_PROVIDED TEXT:_
Solution Pattern: Solution Patterns - Optimizing Traffic and Observability with OpenShift Service Mesh 3

See the Solution in Action

Before walking through the solution, ensure all necessary prerequisites are in place.

1. Prerequisites

To provision the demo, you will perform the following steps, each explained in detail in the next sections:

  • You will need an OpenShift cluster with cluster-admin privileges. This solution pattern has been tested on OpenShift 4.17.

  • Ensure you have the OpenShift CLI tool oc installed and the ability to run shell scripts in your local environment, such as your laptop.

1.1. CLI Tools

To check if you have the CLI tools, open your terminal and use the following command:

oc version

2. Setup

In this demo, the deployment scripts use the OpenShift CLI to:

  • Install the following OpenShift Operators:

    • OpenShift Service Mesh 3 (Tech Preview)

    • Kiali

    • OpenTelemetry

    • Tempo

  • Enable Gateway API (Tech Preview).

  • Implement an OpenShift Service Mesh solution:

    • Provision and configure OpenShift Service Mesh control plane and other Istio supporting components (CRs and namespaces):

      • Istio (istiod)

      • Istio-CNI (pod networking)

      • Ingress-Gateway (for Gateway API and Istio Gateway)

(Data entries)
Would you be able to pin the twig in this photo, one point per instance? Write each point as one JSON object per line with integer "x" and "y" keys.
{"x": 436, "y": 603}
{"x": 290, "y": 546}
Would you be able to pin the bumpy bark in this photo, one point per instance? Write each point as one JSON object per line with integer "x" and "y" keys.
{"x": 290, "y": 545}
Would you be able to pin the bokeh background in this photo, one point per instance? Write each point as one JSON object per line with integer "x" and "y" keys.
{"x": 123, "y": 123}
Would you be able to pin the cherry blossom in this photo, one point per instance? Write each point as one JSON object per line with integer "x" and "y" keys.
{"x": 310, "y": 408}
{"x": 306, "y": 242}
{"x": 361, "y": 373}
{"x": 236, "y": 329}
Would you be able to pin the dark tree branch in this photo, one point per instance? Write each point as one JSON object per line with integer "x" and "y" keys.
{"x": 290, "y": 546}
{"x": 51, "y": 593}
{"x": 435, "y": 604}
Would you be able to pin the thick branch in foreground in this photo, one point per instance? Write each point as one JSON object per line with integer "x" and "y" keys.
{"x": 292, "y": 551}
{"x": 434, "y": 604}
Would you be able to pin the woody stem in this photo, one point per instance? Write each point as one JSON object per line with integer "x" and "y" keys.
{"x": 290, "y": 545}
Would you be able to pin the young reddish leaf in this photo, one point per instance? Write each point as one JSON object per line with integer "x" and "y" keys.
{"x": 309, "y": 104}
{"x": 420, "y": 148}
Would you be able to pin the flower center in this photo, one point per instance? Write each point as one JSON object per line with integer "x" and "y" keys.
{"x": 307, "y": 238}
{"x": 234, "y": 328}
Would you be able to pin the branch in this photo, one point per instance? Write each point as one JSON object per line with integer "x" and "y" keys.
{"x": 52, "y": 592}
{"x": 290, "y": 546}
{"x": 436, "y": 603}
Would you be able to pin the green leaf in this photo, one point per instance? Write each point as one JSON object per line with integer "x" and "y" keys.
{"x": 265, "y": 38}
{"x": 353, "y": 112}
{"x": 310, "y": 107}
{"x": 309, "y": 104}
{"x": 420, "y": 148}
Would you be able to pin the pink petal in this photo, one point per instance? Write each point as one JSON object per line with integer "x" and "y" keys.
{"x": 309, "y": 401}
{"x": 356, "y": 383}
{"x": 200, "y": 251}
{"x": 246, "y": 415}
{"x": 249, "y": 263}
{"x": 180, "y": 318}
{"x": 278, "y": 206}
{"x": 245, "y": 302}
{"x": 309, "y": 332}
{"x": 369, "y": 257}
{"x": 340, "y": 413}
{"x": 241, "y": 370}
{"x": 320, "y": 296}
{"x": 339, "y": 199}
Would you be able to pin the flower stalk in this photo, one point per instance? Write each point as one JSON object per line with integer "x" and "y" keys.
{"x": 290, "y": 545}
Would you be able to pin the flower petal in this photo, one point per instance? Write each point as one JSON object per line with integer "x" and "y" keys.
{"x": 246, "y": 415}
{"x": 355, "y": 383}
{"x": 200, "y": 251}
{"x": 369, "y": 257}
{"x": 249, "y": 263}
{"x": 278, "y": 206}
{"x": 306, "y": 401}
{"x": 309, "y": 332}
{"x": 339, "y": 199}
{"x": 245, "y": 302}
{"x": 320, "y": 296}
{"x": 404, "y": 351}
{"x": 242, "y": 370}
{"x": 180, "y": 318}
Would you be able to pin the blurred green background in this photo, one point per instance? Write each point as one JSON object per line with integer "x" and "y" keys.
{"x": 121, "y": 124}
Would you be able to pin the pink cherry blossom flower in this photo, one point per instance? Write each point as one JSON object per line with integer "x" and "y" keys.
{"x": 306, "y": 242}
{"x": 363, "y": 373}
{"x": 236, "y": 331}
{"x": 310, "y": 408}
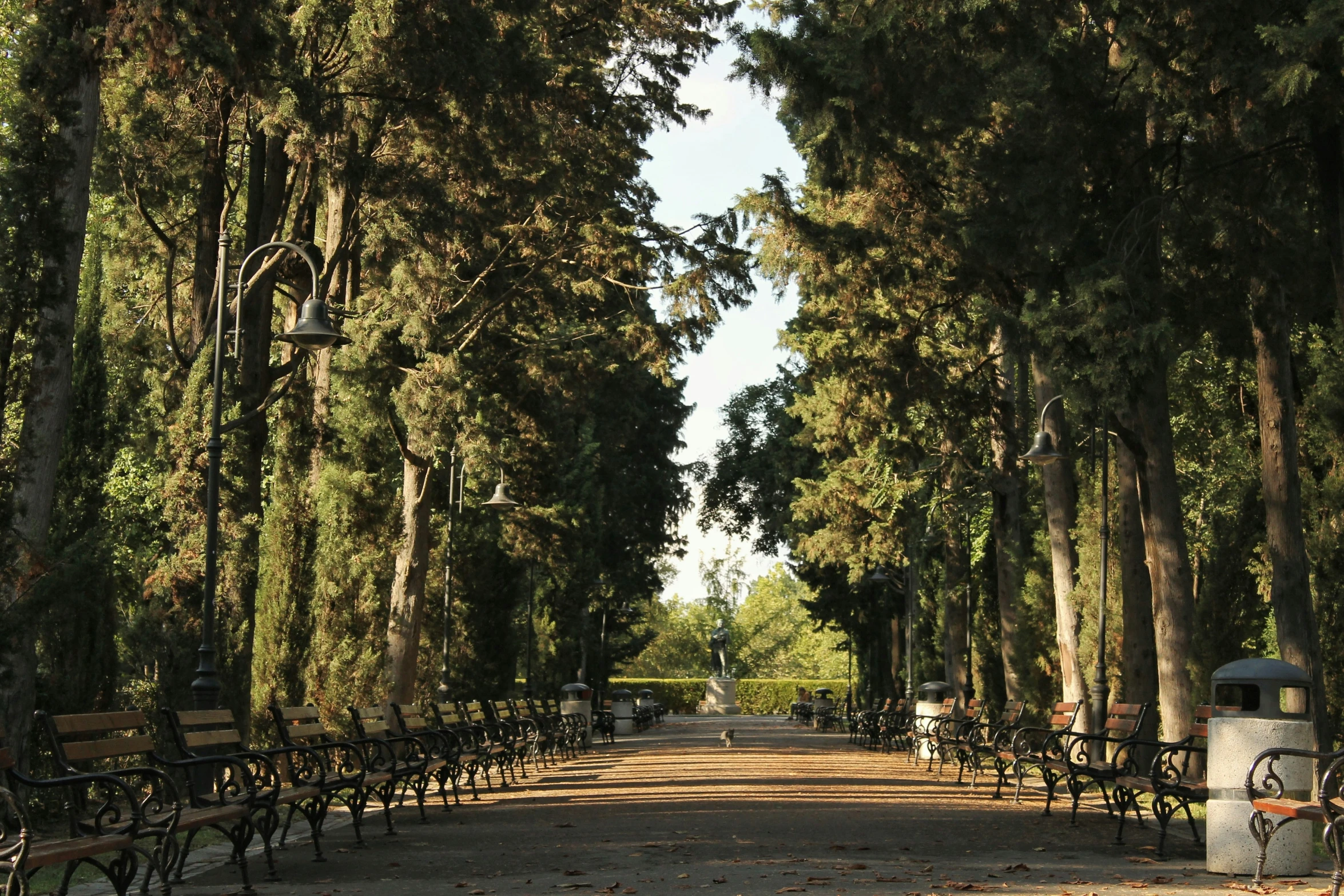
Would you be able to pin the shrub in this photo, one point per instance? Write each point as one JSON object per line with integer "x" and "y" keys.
{"x": 755, "y": 696}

_SET PROBLEM 1:_ On which OpenShift version has the solution pattern in the OpenShift Service Mesh 3 page been tested?
_SET PROBLEM 2:_ List every OpenShift Operator that the deployment scripts install, according to the OpenShift Service Mesh 3 page.
_SET PROBLEM 3:_ Write the next part of the OpenShift Service Mesh 3 page, picking up after its final line.

_OUTPUT 1:_ OpenShift 4.17

_OUTPUT 2:_ OpenShift Service Mesh 3 (Tech Preview), Kiali, OpenTelemetry, Tempo

_OUTPUT 3:_
      • Kiali

      • OpenShift Service Mesh Console Plugin

    • Provision and configure a tracing-system via a TempoStack for distributed tracing:

      • MinIO for persistent S3 storage

      • Tempo

      • OpenTelemetry CRs:

        • OpenTelemetryCollector

        • Telemetry

    • Monitoring Configuration:

      • Enable User Monitoring with OpenShift Observability (Prometheus).

      • Enable SystemMonitor in the istio-system namespace.

      • Enable PodMonitor in all Istio-related namespaces as well as application namespaces:

        • istio-system

        • istio-ingress

        • bookinfo

        • rest-api-with-mesh

      • Label all Istio-related and application namespaces with istio-injection=enabled.

    • Sample Applications for Demo and Use Cases:

      • bookinfo: A sample multi-service application to demonstrate OSSM observability.

      • rest-api-with-mesh: A simple RestAPI application containing a front-end API that calls our back-end API, deployed via Canary deployment.

There is also a set of scripts we will use to test and deploy our RestAPI backend from v1 to v2.

2.1. Get the Deployment Scripts

  • Log in to your OpenShift cluster as cluster-admin via the OpenShift web console.

  • Click on your username in the top-right corner and select Copy login command. This will open another tab where you will need to log in again.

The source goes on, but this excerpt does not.